• **TAREFA A REALIZAR**:
Responda às perguntas com base no texto sobre a banda Noisettes.
1. Em que aparelho a canção "Never Forget You" foi ouvida pela primeira vez?
2. Qual é o significado do nome Shingai?
3. Em que cidade os Noisettes foram vistos ao vivo?

• **TEXTO BASE**:

####################

Na primeira vez em que ouvi "Never Forget You" no rádio - rádio mesmo, o aparelhinho, não estação on line - eu cheguei a pensar que havia feito as pazes com Amy Winehouse. Que a temporada no Caribe, o recheio siliconado nos peitos e no beiço, sei lá, alguma coisa tinha abençoado a moça e desencadeado um surto criativo. Que toda discografia chata daquela mulher finalmente encontrava redenção em uma música diferente, iluminada, com um pé fincado no swing dos anos 60 e outro neste século, um equilíbrio original e fresco entre R&B e pop rock. Eu não ouvi o locutor dizer o nome da canção e da cantora, mas aquele vocal feminino anasalado tinha cheiro de Amy. Então fui pro Google. Digitei um pedacinho da letra. E Amy, que já estava no meu purgatório pessoal aguardando confirmação para subir ao paraíso (e se sentar à direita de poderoso Lanegan), despencou outra vez para o inferno ao qual condenei artistas diabólicos que torturam meus ouvidos.
Shingai Elizabeth Maria Shoniwa é filha de uma humilde zimbabuana que imigrou para a Inglaterra. Cresceu com os irmãos em um conjunto habitacional no sul de Londres e, embora pobres, foram acostumados a escutar e a gostar de música. A mãe de Shingai insistiu para que toda a prole aprendesse a tocar um instrumento, se empenhou para juntar um dinheirinho, comprar discos de jazz e levar a criançada a shows. Shingai fez jus ao próprio nome, que significa "perseverança": trabalhou como atriz, artista circense, graduou-se em Artes. Até que em 2003 se uniu ao guitarrista Dan Smith e ao baterista Jamie Morrison, para ser a baixista e vocalista de uma nova banda: Noisettes.
Eu vi Noisettes há dois anos e meio, em Paris. Confesso que não dei muita pelota. Na época, eles haviam acabado de lançar o primeiro disco, com faixas de rock de garagem em que Shingai eleva a voz gritando para acompanhar a guitarra. Ao vivo, a banda lembrava uma cópia menos vigorosa da banda californiana BellRays, de punk rock e soul. O que é péssimo, pois os americanos tocam mais rápido, alto, melhor e têm Lisa Kekaula como vocalista. Não dá para comparar, não tem como Shingai competir com Lisa. Seria como jogar Michael Phelps e você numa piscina e esperar pra ver quem chega primeiro do outro lado (Lisa seria Phelps, óbvio, não você, lesma).

####################

• **DADOS FORNECIDOS**:
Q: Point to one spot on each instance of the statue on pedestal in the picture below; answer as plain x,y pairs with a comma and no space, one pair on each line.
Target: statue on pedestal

####################

• **TAREFA CONCLUÍDA**:
1. Num rádio, o aparelho mesmo, e não numa estação on-line.
2. Significa "perseverança".
3. Em Paris.